What is one to make of only the second Catholic vice president in U.S. history lashing out at his own bishops in his first week in office? It would seem to bode ill for church-state relations in the near term as the Trump administration rapidly implements its anti-immigrant deportation agenda. Whether it will bode ill for relations between the bishops and Catholic voters, a majority of whom voted for Trump, remains to be seen.
At first blush, the sight of a Catholic politician stating that the bishops are into refugee assistance for the money echoes the anti-Catholic shibboleths of the 19th and early 20th centuries. During the recurring tides of immigration in U.S. history, there was often a hostile reaction from those who saw the immigrants — very often Catholic and poor — as a threat.
Nativists in the 19th century saw them as a fifth column for the pope. Reacting to the influx of Irish and Germans, many of them Catholic, one such nativist, Samuel Morse, said, “Our institutions ... are at the mercy of a body of foreigners, officered by foreigners, and held completely under the control of a foreign power. We may then have reason to say, that we are the dupes of our own hospitality."

• Source data:
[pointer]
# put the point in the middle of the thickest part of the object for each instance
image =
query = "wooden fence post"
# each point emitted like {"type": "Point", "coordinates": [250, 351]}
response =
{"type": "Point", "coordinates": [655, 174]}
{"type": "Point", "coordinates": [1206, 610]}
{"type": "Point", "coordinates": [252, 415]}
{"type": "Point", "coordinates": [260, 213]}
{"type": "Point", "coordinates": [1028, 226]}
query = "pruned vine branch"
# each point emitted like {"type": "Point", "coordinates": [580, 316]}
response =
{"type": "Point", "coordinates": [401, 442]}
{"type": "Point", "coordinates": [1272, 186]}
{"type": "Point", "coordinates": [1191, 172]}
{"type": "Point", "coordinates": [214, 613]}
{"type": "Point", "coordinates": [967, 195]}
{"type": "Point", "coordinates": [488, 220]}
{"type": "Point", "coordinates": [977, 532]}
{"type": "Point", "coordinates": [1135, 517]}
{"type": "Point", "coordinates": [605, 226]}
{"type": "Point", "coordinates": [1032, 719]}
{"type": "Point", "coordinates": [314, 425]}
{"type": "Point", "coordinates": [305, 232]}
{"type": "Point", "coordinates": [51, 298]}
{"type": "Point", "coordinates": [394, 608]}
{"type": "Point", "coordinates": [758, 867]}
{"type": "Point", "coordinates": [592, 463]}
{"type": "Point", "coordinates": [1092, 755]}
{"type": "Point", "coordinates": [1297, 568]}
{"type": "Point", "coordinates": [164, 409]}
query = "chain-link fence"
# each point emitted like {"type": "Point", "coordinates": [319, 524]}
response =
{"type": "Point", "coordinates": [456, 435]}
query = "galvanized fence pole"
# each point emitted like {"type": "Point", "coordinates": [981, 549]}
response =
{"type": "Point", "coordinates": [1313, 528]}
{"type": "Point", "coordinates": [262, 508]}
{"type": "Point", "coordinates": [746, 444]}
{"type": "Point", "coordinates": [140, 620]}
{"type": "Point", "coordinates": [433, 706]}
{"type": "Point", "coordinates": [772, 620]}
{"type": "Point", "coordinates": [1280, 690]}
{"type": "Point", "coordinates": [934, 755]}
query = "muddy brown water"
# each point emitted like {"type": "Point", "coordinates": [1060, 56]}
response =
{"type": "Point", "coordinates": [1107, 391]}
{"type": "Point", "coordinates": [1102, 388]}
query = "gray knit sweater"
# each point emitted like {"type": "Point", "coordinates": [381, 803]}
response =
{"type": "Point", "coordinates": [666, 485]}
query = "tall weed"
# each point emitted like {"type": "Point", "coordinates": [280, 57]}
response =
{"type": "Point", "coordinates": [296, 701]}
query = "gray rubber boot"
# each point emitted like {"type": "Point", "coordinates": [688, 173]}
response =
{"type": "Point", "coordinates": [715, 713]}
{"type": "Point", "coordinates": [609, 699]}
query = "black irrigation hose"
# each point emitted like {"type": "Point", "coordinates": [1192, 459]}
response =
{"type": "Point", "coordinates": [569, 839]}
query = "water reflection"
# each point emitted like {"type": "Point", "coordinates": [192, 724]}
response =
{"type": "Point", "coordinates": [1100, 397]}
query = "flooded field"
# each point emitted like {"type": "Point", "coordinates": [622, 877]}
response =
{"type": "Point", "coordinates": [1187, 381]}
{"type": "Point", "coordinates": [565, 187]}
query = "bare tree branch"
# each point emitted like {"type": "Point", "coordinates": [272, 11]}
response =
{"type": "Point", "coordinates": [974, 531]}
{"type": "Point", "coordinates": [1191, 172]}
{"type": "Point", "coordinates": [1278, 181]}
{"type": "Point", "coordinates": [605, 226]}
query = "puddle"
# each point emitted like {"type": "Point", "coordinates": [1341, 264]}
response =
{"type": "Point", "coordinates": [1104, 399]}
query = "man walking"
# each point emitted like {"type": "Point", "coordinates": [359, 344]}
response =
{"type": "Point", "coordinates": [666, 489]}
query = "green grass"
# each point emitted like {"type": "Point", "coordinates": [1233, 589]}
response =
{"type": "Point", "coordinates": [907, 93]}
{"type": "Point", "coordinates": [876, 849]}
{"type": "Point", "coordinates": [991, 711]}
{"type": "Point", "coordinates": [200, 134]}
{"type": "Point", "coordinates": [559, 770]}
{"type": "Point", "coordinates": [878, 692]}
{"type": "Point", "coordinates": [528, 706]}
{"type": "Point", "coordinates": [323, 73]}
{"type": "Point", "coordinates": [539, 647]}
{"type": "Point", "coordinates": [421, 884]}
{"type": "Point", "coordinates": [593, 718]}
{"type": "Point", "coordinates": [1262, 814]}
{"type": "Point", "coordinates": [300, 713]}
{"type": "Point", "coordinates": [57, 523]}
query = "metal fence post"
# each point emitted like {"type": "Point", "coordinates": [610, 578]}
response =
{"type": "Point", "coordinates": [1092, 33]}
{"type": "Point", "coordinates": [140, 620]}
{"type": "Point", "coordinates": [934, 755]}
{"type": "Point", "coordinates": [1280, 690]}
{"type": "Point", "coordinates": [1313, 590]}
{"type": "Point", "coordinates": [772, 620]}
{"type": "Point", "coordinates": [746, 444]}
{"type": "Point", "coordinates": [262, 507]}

• Things to do:
A. From the passage, pull out the stretch from "What is one" through "to be seen.".
B. According to the passage, what influx was Samuel Morse reacting to?
The data is not needed here.

• Task solutions:
A.
What is one to make of only the second Catholic vice president in U.S. history lashing out at his own bishops in his first week in office? It would seem to bode ill for church-state relations in the near term as the Trump administration rapidly implements its anti-immigrant deportation agenda. Whether it will bode ill for relations between the bishops and Catholic voters, a majority of whom voted for Trump, remains to be seen.

B. The influx of Irish and Germans, many of them Catholic.